▶ **What is required**
Search the material for the string "handle" and copy each line where it occurs.

*** Listed entries ***

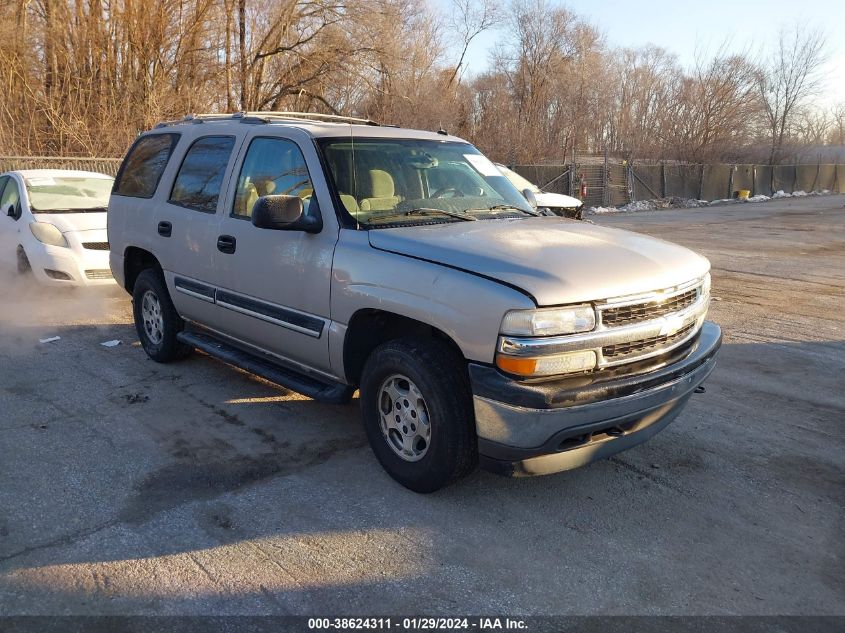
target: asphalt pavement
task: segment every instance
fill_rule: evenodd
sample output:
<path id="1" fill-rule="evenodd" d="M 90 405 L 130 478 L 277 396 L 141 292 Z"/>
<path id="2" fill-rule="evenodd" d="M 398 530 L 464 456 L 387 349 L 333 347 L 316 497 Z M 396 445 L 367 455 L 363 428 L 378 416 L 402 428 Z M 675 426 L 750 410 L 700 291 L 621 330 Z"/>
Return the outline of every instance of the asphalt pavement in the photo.
<path id="1" fill-rule="evenodd" d="M 0 281 L 0 613 L 845 615 L 845 196 L 592 219 L 711 259 L 707 392 L 612 459 L 427 496 L 357 401 L 154 363 L 121 290 Z"/>

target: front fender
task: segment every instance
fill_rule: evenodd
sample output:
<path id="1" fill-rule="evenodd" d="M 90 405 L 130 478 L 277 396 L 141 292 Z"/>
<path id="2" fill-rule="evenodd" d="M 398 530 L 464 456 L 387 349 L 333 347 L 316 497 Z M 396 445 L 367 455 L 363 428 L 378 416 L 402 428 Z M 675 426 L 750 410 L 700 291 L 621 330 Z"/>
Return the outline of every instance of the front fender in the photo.
<path id="1" fill-rule="evenodd" d="M 374 249 L 365 231 L 342 230 L 332 267 L 332 368 L 343 367 L 346 326 L 359 310 L 391 312 L 448 335 L 464 357 L 492 363 L 502 317 L 534 302 L 469 272 Z"/>

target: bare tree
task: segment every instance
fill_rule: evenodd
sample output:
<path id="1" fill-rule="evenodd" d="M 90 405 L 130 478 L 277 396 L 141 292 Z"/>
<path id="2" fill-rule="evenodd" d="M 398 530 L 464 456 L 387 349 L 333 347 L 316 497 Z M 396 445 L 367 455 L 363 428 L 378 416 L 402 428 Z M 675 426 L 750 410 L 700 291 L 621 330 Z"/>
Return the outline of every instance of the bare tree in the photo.
<path id="1" fill-rule="evenodd" d="M 489 70 L 468 77 L 499 25 Z M 162 119 L 298 109 L 444 127 L 504 162 L 575 147 L 777 161 L 843 142 L 845 106 L 808 98 L 822 51 L 784 32 L 759 73 L 726 50 L 687 70 L 608 46 L 557 0 L 0 0 L 0 151 L 114 156 Z"/>
<path id="2" fill-rule="evenodd" d="M 758 73 L 757 85 L 771 137 L 770 164 L 781 159 L 784 138 L 796 109 L 820 87 L 824 49 L 821 31 L 782 29 L 773 54 Z"/>
<path id="3" fill-rule="evenodd" d="M 495 27 L 501 21 L 502 15 L 496 0 L 452 0 L 451 29 L 460 42 L 461 54 L 455 64 L 455 69 L 449 76 L 449 85 L 460 80 L 464 59 L 473 40 Z"/>
<path id="4" fill-rule="evenodd" d="M 831 111 L 831 132 L 828 142 L 831 145 L 845 145 L 845 101 L 837 103 Z"/>

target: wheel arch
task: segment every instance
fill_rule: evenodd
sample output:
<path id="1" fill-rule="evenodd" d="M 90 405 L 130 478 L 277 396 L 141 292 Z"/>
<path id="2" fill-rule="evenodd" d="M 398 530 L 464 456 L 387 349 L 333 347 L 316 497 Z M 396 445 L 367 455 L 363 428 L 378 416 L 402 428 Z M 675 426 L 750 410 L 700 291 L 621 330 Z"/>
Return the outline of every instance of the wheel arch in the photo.
<path id="1" fill-rule="evenodd" d="M 148 268 L 161 272 L 161 264 L 150 251 L 137 246 L 128 246 L 123 252 L 123 286 L 129 294 L 135 289 L 135 281 Z"/>
<path id="2" fill-rule="evenodd" d="M 382 343 L 406 336 L 438 339 L 446 343 L 457 357 L 466 360 L 460 346 L 440 328 L 396 312 L 362 308 L 352 315 L 343 339 L 346 381 L 358 385 L 372 351 Z"/>

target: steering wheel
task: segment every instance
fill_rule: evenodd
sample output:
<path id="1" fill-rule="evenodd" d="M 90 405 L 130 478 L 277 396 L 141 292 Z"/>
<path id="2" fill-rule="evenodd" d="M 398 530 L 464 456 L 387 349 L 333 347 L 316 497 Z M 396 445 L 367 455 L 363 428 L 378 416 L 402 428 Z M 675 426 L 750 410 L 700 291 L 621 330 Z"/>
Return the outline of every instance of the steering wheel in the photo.
<path id="1" fill-rule="evenodd" d="M 432 198 L 442 198 L 444 195 L 446 195 L 449 192 L 452 193 L 453 198 L 463 198 L 464 195 L 466 195 L 466 194 L 464 194 L 463 191 L 461 191 L 457 187 L 441 187 L 440 189 L 435 191 L 433 194 L 431 194 L 431 197 Z"/>

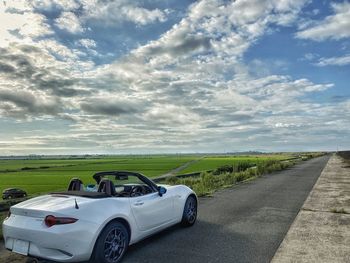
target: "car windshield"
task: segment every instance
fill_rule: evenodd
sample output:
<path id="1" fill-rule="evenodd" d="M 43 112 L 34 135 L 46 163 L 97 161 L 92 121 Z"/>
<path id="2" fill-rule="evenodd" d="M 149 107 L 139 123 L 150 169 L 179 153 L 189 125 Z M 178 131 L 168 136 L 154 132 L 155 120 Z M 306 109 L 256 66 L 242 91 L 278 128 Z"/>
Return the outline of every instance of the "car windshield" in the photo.
<path id="1" fill-rule="evenodd" d="M 123 176 L 123 177 L 116 177 L 113 175 L 104 176 L 104 179 L 111 180 L 113 184 L 117 186 L 124 186 L 124 185 L 144 185 L 145 183 L 141 181 L 137 176 Z"/>

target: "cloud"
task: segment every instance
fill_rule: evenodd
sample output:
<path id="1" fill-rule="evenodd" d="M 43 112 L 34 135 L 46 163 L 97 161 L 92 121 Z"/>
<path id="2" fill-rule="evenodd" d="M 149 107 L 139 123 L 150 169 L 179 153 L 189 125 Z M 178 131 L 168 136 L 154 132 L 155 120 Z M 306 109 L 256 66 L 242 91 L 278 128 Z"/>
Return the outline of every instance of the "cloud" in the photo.
<path id="1" fill-rule="evenodd" d="M 55 20 L 55 25 L 72 34 L 82 33 L 85 30 L 73 12 L 62 12 L 61 16 Z"/>
<path id="2" fill-rule="evenodd" d="M 350 37 L 350 3 L 332 3 L 334 14 L 321 21 L 310 21 L 310 25 L 297 32 L 296 37 L 324 41 Z"/>
<path id="3" fill-rule="evenodd" d="M 325 66 L 346 66 L 350 64 L 350 54 L 341 57 L 320 58 L 315 64 L 319 67 Z"/>
<path id="4" fill-rule="evenodd" d="M 132 22 L 137 25 L 147 25 L 155 22 L 166 21 L 168 10 L 147 9 L 137 1 L 116 0 L 110 2 L 85 2 L 84 19 L 95 20 L 103 24 L 115 26 L 122 22 Z"/>
<path id="5" fill-rule="evenodd" d="M 83 38 L 78 41 L 78 44 L 85 48 L 95 48 L 96 42 L 93 39 Z"/>
<path id="6" fill-rule="evenodd" d="M 58 100 L 27 91 L 0 90 L 0 112 L 7 116 L 56 115 L 60 110 Z"/>
<path id="7" fill-rule="evenodd" d="M 14 73 L 16 71 L 16 68 L 5 63 L 0 62 L 0 73 Z"/>
<path id="8" fill-rule="evenodd" d="M 68 98 L 89 93 L 73 73 L 38 47 L 13 44 L 0 49 L 0 115 L 23 119 L 64 113 L 72 105 Z"/>
<path id="9" fill-rule="evenodd" d="M 140 7 L 123 6 L 121 12 L 125 15 L 126 20 L 140 25 L 154 23 L 157 20 L 159 22 L 166 20 L 165 12 L 159 9 L 148 10 Z"/>
<path id="10" fill-rule="evenodd" d="M 30 5 L 36 10 L 52 11 L 56 9 L 71 11 L 78 9 L 81 5 L 80 1 L 76 0 L 42 0 L 30 1 Z"/>
<path id="11" fill-rule="evenodd" d="M 154 65 L 176 63 L 202 54 L 236 59 L 270 24 L 288 25 L 296 20 L 305 3 L 305 0 L 200 1 L 192 4 L 187 16 L 158 40 L 132 54 L 144 56 Z"/>
<path id="12" fill-rule="evenodd" d="M 22 42 L 26 42 L 31 38 L 53 34 L 44 15 L 30 12 L 25 5 L 16 8 L 22 9 L 12 12 L 10 7 L 0 8 L 0 47 L 6 46 L 18 37 Z"/>
<path id="13" fill-rule="evenodd" d="M 141 104 L 138 105 L 135 102 L 111 99 L 108 97 L 81 102 L 80 107 L 83 111 L 90 114 L 110 116 L 133 114 L 140 111 L 142 108 Z"/>
<path id="14" fill-rule="evenodd" d="M 176 35 L 163 42 L 153 42 L 137 52 L 145 57 L 169 55 L 171 57 L 191 54 L 193 52 L 208 51 L 211 48 L 210 38 L 201 35 Z"/>

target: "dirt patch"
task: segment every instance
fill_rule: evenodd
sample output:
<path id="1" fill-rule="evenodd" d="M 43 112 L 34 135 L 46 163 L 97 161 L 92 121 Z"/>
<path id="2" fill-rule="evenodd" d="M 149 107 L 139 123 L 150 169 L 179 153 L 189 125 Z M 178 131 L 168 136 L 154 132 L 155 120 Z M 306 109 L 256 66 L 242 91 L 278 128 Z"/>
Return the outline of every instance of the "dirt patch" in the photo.
<path id="1" fill-rule="evenodd" d="M 6 250 L 4 242 L 0 241 L 0 263 L 26 263 L 27 259 L 27 257 Z"/>

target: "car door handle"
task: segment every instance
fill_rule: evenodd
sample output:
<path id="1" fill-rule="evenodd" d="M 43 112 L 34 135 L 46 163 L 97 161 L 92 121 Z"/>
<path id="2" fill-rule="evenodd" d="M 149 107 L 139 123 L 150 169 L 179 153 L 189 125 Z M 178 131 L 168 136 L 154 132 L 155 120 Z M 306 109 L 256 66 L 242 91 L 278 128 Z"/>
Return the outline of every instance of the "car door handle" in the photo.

*** End of Listed entries ***

▶ **Your solution**
target: "car door handle"
Return the outline of every instance of the "car door handle" in the photo.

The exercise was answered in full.